# [The problem]
Please quote every one of the records below word for word, keeping each line unchanged.

(Items stored from a collection)
========================
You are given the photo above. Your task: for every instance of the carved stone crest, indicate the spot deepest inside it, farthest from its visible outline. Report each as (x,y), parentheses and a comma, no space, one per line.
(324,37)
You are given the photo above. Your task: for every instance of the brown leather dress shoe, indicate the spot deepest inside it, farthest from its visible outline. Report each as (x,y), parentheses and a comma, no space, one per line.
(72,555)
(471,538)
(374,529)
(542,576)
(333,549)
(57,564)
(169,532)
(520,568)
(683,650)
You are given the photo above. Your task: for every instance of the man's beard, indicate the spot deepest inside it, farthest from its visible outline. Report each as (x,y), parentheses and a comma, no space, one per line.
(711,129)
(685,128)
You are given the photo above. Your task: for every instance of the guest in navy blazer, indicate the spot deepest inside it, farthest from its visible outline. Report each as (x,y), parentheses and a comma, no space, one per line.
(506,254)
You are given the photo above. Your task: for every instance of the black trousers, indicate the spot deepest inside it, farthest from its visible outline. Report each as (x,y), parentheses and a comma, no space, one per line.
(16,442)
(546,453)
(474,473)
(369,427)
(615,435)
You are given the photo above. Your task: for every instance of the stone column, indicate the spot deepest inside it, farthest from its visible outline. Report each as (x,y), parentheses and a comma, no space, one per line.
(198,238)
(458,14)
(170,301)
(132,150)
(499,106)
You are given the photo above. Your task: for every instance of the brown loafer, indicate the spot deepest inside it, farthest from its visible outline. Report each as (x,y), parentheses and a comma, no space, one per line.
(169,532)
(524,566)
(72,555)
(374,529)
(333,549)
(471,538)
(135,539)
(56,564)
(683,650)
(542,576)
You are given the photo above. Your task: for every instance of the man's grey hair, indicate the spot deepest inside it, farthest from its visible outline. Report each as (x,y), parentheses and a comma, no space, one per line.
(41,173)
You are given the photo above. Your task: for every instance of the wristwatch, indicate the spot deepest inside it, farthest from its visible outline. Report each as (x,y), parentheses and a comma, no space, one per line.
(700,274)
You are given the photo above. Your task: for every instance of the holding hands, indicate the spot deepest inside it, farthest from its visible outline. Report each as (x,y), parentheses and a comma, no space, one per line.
========================
# [Reply to the task]
You are given the photo above. Your task: for every instance of the carved stone crest, indicate the spot deepest inside it, farthest from its visible outline. Report each as (x,y), parentheses and a comma, no space, one per line.
(324,37)
You are given the photo above. Your task: for every instance of the brown leather dress shoe, indicate the spot deepest inside it, farthest from its visible outline. Report each as (x,y), parentheses and a comma, no space, one per line.
(72,555)
(471,538)
(374,529)
(542,576)
(333,549)
(57,564)
(169,532)
(520,568)
(683,650)
You are given the photo above. Your task: for every instance of the man's beard, indicate the spot deepest inside it, farthest from its visible outline. Report each as (x,y), parentheses and a comma, no space, one per line.
(711,129)
(685,128)
You are given the photo above. Your task: for every instance of the guest in navy blazer, indicate the spot deepest inside it, farthest from its visible outline. Report each as (x,y), parentheses and a comma, no space, one per line.
(506,254)
You are given the photo above. Your task: for every instance of the black trousers, indicate the spot deepest inside it, farthest from its visible outline. Report each as (x,y), parentheses and a comma, no space, one per line.
(16,442)
(546,453)
(474,473)
(369,427)
(615,435)
You are given the photo above. Your task: for every instance of the stone column, indicate the spot deepest inside it, farthest from its visible outline. Report each as (x,y), parentheses and a comma, no space, one per line.
(198,238)
(458,14)
(170,301)
(132,150)
(499,106)
You are given the photo above. Your task: for every instance of the brown loafer, indicate the spot deepest inside it, farthest from its visible outline. Report each as (x,y), parentheses and a comma, no space, one per line.
(169,532)
(524,566)
(72,555)
(374,529)
(333,549)
(471,538)
(135,539)
(56,564)
(683,650)
(542,576)
You are given the photo above. Your task: for every instance of the man's grey hair, indicate the spot deepest inside it, farthest from its visible outline. Report each as (x,y), parentheses and a comma, no space, one per line.
(41,173)
You are given the photo above. Your task: for every instance of the wristwatch, indicate the spot deepest inside it, farthest from its visible outline. Report each as (x,y), parentheses and a comma, no space, one per line.
(700,274)
You are given the photo above. Your task: for every instance of the holding hands, indicate the spot deepest inside it, farthest from its visible outline. Report each as (x,y), parentheses and a comma, no space, one per line.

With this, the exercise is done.